#### [VORLIEGENDER AUSZUG]

---------------

Geschichten und kein Ende – Drei Jahre MYTHO-Blog

Liebe Leserinnen und Leser des MYTHO-Blogs,

der britische Religionswissenschaftler Robert A. Segal hat in seiner Publikation „Myth. A very short introduction“ (dt. Mythos. Eine kleine Einführung, Reclam) das Grundlegende der Mythologie wie folgt auf den Punkt gebracht: „Es scheint auf der Hand zu liegen, dass ein Mythos bei allem, was er sonst noch sein mag, vor allem auch eine Geschichte ist“. Und Geschichten fordern vor allem eines: Dass sie erzählt werden. Darum sind wir besonders froh und stolz, in unserem MYTHO-Blog seit nunmehr drei Jahren jeden Freitag von den Kulturen und Religionen der Welt zu berichten, aber auch ureigene Impressionen über Ausstellungen, Reisen, Philosophie, Geschichte, Ethnologie, Literatur und natürlich alte und moderne Mythen vorzustellen und mit Ihnen zu teilen.

---------------

#### [AUFGABENSTELLUNG]
Geben Sie aus dem Auszug oben den Abschnitt wörtlich wieder, der mit „der britische Religionswissenschaftler“ beginnt und bis einschließlich „Ihnen zu teilen.“ reicht.

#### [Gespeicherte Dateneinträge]
---------------

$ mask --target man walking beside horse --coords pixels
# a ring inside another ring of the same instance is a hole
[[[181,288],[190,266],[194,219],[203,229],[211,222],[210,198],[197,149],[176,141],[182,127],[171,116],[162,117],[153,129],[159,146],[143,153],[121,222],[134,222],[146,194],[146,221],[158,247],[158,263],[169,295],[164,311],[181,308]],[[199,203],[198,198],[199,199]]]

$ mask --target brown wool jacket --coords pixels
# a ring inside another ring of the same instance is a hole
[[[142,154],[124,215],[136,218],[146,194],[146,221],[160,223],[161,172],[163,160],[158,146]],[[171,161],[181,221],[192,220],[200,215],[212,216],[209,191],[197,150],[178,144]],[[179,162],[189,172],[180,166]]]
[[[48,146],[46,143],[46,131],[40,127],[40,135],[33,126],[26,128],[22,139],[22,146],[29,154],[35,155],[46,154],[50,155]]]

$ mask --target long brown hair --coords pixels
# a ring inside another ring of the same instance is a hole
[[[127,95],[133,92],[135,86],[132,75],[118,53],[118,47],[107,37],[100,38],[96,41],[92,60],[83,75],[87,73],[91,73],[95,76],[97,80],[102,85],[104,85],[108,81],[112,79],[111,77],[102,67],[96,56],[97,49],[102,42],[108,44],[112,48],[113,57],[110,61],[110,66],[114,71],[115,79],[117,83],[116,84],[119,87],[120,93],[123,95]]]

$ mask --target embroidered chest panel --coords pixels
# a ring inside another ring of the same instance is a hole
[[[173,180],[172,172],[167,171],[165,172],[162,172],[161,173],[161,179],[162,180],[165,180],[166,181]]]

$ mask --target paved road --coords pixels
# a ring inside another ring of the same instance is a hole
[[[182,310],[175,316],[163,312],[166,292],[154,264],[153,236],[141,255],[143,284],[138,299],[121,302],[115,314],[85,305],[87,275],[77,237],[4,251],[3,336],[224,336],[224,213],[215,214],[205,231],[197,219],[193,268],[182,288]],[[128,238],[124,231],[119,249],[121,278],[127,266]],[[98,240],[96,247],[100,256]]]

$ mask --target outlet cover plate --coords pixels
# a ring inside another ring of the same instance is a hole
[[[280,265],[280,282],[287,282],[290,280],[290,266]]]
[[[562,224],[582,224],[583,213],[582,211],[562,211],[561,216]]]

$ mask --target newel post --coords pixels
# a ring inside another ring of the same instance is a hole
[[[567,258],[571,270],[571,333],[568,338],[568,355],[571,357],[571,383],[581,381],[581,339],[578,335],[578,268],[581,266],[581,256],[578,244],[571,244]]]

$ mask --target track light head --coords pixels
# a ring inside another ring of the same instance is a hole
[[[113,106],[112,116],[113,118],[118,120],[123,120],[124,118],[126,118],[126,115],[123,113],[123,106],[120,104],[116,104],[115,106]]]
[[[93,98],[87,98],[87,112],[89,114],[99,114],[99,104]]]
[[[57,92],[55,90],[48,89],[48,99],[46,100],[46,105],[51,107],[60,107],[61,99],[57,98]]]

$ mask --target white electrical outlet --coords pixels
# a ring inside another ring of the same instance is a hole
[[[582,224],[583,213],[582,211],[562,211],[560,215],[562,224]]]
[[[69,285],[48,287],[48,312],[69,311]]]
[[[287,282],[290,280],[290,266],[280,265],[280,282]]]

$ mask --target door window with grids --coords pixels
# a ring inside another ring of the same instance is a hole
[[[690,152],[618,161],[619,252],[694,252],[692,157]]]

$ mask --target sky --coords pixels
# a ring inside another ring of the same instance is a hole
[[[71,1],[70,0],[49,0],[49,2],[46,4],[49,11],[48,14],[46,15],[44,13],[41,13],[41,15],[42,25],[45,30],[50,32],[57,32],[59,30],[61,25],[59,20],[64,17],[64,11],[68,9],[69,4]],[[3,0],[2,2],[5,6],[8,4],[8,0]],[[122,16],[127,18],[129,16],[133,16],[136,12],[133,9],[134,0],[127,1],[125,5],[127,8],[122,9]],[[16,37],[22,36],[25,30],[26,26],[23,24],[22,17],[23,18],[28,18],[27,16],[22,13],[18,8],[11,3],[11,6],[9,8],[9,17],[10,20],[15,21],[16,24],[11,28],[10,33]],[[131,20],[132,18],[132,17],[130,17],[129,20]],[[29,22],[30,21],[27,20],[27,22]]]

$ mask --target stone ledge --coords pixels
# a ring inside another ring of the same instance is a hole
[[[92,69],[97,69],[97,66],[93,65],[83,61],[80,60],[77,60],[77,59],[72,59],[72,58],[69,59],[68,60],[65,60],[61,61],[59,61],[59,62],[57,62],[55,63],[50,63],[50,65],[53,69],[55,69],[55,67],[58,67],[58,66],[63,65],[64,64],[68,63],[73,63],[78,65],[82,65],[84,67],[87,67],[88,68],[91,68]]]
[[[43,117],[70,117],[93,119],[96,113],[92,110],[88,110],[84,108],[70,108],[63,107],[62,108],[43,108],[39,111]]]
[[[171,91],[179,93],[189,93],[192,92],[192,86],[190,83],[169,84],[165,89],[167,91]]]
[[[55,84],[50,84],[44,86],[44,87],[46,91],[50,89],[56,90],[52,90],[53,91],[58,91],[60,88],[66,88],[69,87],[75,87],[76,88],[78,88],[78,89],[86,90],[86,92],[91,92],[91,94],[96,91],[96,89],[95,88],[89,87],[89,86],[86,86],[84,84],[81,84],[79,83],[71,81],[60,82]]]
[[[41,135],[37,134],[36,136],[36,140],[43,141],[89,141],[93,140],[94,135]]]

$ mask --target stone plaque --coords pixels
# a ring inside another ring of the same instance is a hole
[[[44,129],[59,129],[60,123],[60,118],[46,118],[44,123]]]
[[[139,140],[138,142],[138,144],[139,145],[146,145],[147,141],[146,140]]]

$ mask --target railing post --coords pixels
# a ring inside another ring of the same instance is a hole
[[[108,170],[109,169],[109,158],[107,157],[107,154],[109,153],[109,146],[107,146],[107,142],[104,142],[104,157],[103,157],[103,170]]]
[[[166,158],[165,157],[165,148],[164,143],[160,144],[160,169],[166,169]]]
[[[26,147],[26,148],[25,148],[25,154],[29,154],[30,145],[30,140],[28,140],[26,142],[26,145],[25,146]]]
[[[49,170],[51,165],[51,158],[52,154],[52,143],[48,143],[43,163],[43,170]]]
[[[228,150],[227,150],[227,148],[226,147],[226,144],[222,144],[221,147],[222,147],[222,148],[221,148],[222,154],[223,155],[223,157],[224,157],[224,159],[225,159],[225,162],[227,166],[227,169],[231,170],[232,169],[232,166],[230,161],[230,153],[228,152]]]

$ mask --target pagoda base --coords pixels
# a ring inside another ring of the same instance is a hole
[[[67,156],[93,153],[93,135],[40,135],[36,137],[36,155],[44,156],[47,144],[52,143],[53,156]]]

---------------

#### [LÖSUNG]
der britische Religionswissenschaftler Robert A. Segal hat in seiner Publikation „Myth. A very short introduction“ (dt. Mythos. Eine kleine Einführung, Reclam) das Grundlegende der Mythologie wie folgt auf den Punkt gebracht: „Es scheint auf der Hand zu liegen, dass ein Mythos bei allem, was er sonst noch sein mag, vor allem auch eine Geschichte ist“. Und Geschichten fordern vor allem eines: Dass sie erzählt werden. Darum sind wir besonders froh und stolz, in unserem MYTHO-Blog seit nunmehr drei Jahren jeden Freitag von den Kulturen und Religionen der Welt zu berichten, aber auch ureigene Impressionen über Ausstellungen, Reisen, Philosophie, Geschichte, Ethnologie, Literatur und natürlich alte und moderne Mythen vorzustellen und mit Ihnen zu teilen.